> **DATASET RECORDS**
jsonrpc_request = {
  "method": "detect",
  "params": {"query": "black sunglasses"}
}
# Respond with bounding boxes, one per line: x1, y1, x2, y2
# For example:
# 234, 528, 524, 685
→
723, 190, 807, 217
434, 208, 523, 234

> **PROBLEM DESCRIPTION**
Copy the item above verbatim, keeping every line and character unchanged.

> **THE SOLUTION**
jsonrpc_request = {
  "method": "detect",
  "params": {"query": "black sunglasses"}
}
# Respond with bounding boxes, one per line: x1, y1, x2, y2
# For example:
# 234, 528, 524, 685
→
723, 190, 807, 217
434, 208, 523, 234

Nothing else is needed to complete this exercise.